DIRECTIONS FOR THIS TASK
Starting at the line that contains "wanted | a marker on every instance of the choppy" and going through the end of the records, write those lines out again with "rough sea" substituted for "choppy sea", keeping everything else the same.

Rows from a dataset
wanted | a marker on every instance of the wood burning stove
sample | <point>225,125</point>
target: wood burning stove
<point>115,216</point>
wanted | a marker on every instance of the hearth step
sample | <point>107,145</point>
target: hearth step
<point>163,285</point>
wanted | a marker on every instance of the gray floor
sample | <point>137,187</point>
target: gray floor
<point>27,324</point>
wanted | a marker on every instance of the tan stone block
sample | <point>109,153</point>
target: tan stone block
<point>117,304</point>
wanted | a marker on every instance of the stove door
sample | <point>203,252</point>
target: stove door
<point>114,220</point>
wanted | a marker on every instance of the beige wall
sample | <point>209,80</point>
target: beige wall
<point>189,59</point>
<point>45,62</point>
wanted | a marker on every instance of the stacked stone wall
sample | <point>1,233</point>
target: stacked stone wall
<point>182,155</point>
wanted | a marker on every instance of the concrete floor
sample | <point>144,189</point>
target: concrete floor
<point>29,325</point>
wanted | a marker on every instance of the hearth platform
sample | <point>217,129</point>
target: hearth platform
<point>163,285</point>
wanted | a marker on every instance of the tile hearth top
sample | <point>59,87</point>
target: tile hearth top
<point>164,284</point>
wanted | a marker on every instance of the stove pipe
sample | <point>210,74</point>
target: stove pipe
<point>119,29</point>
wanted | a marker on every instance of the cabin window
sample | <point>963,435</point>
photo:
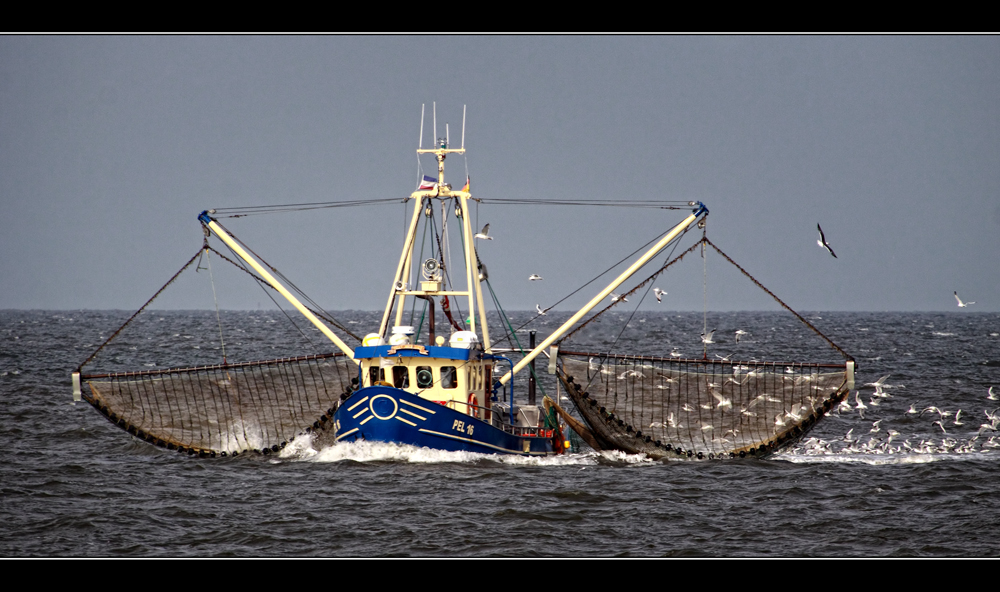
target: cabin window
<point>425,377</point>
<point>401,376</point>
<point>449,379</point>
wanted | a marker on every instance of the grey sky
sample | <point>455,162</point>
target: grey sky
<point>111,146</point>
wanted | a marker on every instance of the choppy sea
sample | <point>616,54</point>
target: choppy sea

SOLUTION TO THIS PROBLEM
wanted | a marker on every instance of the rough sea
sample | <point>616,54</point>
target: rough sea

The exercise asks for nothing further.